### Texto proporcionado
***

En México, la conversación pública está profundamente marcada por el racismo y el clasismo, aunque muchas veces se manifiestan de manera sutil, disfrazados de “análisis objetivo” o “verdades incómodas”.
Los académicos, analistas y opinadores que moldean la agenda pública en medios e instituciones no están exentos de estos prejuicios; por el contrario, suelen reproducirlos sin cuestionarlos, perpetuando desigualdades históricas.
El Consejo Nacional para Prevenir la Discriminación (Conapred) estima que seis de cada diez personas en México han experimentado algún tipo de discriminación.
Datos del INEGI echan luz al elefante en la sala: la personas con piel más oscura ganan en promedio 41% menos que las personas de piel clara y enfrentan mayores barreras para acceder a educación, salud y vivienda.
Esto no es solo un problema moral, sino estructural. La desigualdad se sostiene a través de narrativas que legitiman quién “merece” oportunidades y quién no. En el discurso mediático, el racismo suele detectarse en el uso de estereotipos negativos que diferencian entre “nosotros” (el grupo dominante) y “ellos” (grupos racializados), lo que deshumaniza y normaliza la exclusión.
Otro indicador es la ausencia de voces diversas: cuando en una mesa de análisis solo se escuchan visiones urbanas, blancas y de élite, se refuerza la idea de que los demás no tienen nada que decir.

***

(Datos de expresiones referenciales)

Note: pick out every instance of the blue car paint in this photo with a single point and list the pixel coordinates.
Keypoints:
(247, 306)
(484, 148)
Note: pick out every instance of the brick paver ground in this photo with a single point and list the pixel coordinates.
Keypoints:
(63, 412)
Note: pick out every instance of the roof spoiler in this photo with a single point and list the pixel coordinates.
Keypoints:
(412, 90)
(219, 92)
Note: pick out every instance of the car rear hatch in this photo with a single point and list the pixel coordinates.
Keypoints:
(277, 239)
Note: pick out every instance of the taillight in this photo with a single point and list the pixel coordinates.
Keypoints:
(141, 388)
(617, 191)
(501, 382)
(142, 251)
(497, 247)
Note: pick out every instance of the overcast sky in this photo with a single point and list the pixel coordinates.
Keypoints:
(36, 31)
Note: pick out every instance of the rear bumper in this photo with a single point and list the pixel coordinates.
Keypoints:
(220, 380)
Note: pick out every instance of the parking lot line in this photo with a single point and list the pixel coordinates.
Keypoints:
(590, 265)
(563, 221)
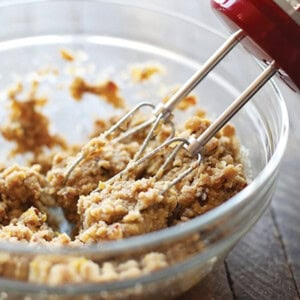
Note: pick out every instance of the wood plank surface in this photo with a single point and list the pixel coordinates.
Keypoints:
(286, 208)
(258, 266)
(214, 287)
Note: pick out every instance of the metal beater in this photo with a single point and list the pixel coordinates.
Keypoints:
(265, 49)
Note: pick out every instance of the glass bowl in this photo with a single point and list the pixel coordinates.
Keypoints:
(114, 35)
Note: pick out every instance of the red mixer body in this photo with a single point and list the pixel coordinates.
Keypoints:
(273, 31)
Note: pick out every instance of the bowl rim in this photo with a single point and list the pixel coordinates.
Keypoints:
(176, 232)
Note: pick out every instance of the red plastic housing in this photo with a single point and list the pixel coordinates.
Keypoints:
(273, 34)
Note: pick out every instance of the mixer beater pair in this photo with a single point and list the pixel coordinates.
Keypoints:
(163, 112)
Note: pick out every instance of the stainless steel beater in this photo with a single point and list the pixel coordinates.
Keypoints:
(266, 49)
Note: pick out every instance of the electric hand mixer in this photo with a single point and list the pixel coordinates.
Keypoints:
(269, 29)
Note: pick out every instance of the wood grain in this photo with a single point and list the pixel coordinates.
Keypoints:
(214, 287)
(258, 266)
(286, 208)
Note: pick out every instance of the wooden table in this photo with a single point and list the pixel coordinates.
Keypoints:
(265, 264)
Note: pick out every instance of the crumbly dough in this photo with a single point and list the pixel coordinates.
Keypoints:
(109, 91)
(27, 127)
(99, 210)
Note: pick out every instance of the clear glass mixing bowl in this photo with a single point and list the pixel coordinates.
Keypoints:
(115, 35)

***

### Tareas por realizar
1. Según el texto sobre el racismo y el clasismo en México, ¿en qué ámbitos enfrentan mayores barreras de acceso las personas de piel más oscura?
2. Por favor, sigue escribiendo el texto sobre el racismo y el clasismo en México a partir de su última oración.
El material no tiene relación alguna con el texto.

### Soluciones de ejercicios
1. Educación, salud y vivienda.

2.
El clasismo, por su parte, se refleja en expresiones de desprecio explícito o implícito hacia las clases populares, como el recurrente “el pobre es pobre porque quiere”. También aparece cuando se atribuyen virtudes exclusivas a las élites, como la eficiencia o la honestidad, mientras se asocia la ignorancia y la corrupción con la pobreza. Otro síntoma es la invisibilización de factores estructurales, culpando individualmente a las personas por no salir adelante, como si el acceso a educación, salud o empleo digno dependiera solo de esfuerzo personal.
Para detectar estos sesgos, es clave analizar el lenguaje, las fuentes y los temas elegidos. ¿Qué adjetivos se utilizan para describir a ciertos grupos? ¿hay voces de comunidades históricamente marginadas? ¿se problematizan las causas estructurales o se simplifica la realidad?
Los opinadores y medios tienen un poder inmenso: definir qué es “normal” y qué es “desviado”. Reconocer y confrontar los sesgos racistas y clasistas no es un ejercicio de corrección política, sino un acto de responsabilidad democrática.